Mary Ann Tocker (1778–1853) was the first woman in Cornwall to be tried for Libel and was celebrated as the first woman to act as her own advocate in a British court of law.[1] She has been referred to as the first woman lawyer.[2] She was seen as a heroine by the radical writers of her day. Her case was widely discussed in the months following her trial in August 1818. She is still referred to today in books on early women radicals as having inspired others with her stand against corruption.

Early life

Mary Ann Tocker was born in Tregony in 1778. She was daughter of Thomas Wheare Tocker and Dorothy Hearle. Born the second of six children, she became the eldest after the death of her older sister in 1799. Her father, Thomas Wheare Tocker, was an attorney in law from Gwinear. He died in debt in 1796 after months of illness. At the time of the trial, Mary Ann, her widowed mother and younger siblings were living in Plymouth. One brother, Henry, was studying law and hoping to become a solicitor.

Background to the trial

In 1813, the Rev. Gurney of Tregony obtained for his younger son, Richard Gurney, the lucrative post of Vice-warden of the Stannaries. He arranged that Richard should lodge in the Tockers' house in Plymouth and employ Henry Tocker as his secretary. Richard Gurney gambled and ran up debts. In 1817, his tailor took out a suit of outlawry against him and Gurney fled to the Continent. The Tockers had not received any rent from Gurney nor had Henry had received the salary promised for his secretarial work. The Tockers wrote to Richard's father, the Rev. Gurney, but he refused to interfere in his son's affairs. Mary Ann wrote to Richard's brother, the Vicar of Paul, and his answer revealed that his family had all but disowned Richard.

On 6 June 1817, an anonymous letter appeared in The West Briton signed, ‘An enemy to corruption.’[3] The writers of the letter were Mary Ann and Henry Tocker. They exposed Richard's corrupt behaviour as Vice-warden of the Stannaries. When Richard Gurney put pressure on the editor of the West Briton to reveal the name of the writer, Mary Ann confessed that she was the writer of the letter. As Richard had the power to prevent Henry from ever succeeding as a solicitor in Plymouth, he had a hold over his former secretary. He forced Henry to write a letter begging his forgiveness for the injury done to him in the anonymous letter. However, Mary Ann could not be silenced and Richard took out the indictment for libel that brought her to court in Bodmin as if she were the sole writer of the letter.

*WRITTEN TASKS*.
**A.** According to the Tocker text, who wrote the anonymous letter that appeared in The West Briton?
**B.** Copy the Tocker text beginning at "Background to the" and stopping after "but disowned Richard.", renaming "tailor" to "creditor" wherever it occurs.
Use only the Tocker text to answer.

*DATA SHOWN*.
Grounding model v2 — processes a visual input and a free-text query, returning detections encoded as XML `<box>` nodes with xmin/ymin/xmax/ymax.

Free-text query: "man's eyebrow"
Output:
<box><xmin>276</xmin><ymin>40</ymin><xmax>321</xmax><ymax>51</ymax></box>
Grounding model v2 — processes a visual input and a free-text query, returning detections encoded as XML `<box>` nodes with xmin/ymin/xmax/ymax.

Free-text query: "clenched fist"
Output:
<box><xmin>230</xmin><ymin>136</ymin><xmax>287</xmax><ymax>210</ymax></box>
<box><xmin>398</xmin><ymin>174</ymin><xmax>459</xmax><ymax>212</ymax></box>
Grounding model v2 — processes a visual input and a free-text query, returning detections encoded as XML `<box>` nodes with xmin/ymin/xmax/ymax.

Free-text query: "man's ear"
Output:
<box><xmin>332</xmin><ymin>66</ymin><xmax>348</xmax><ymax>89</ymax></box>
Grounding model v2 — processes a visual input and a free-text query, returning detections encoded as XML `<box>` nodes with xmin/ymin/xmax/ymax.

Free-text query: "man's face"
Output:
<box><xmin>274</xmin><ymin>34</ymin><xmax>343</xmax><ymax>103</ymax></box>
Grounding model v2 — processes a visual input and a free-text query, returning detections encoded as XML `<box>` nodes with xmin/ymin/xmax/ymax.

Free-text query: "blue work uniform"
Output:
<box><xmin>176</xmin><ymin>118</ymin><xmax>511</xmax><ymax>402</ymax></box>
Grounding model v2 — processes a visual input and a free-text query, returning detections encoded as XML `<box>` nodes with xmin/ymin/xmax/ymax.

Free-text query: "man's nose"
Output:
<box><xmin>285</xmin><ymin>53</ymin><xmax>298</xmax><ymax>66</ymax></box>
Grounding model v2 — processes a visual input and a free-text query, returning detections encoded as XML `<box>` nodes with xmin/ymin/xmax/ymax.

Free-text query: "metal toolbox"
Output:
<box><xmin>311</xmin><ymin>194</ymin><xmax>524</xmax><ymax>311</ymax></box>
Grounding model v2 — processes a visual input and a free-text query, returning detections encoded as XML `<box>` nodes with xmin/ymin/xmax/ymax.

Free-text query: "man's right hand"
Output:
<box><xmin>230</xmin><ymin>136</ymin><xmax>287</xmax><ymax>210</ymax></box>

*ANSWERS FOR THIS EXERCISE*.
**A.** Mary Ann and Henry Tocker wrote it.

**B.**
Background to the trial

In 1813, the Rev. Gurney of Tregony obtained for his younger son, Richard Gurney, the lucrative post of Vice-warden of the Stannaries. He arranged that Richard should lodge in the Tockers' house in Plymouth and employ Henry Tocker as his secretary. Richard Gurney gambled and ran up debts. In 1817, his creditor took out a suit of outlawry against him and Gurney fled to the Continent. The Tockers had not received any rent from Gurney nor had Henry had received the salary promised for his secretarial work. The Tockers wrote to Richard's father, the Rev. Gurney, but he refused to interfere in his son's affairs. Mary Ann wrote to Richard's brother, the Vicar of Paul, and his answer revealed that his family had all but disowned Richard.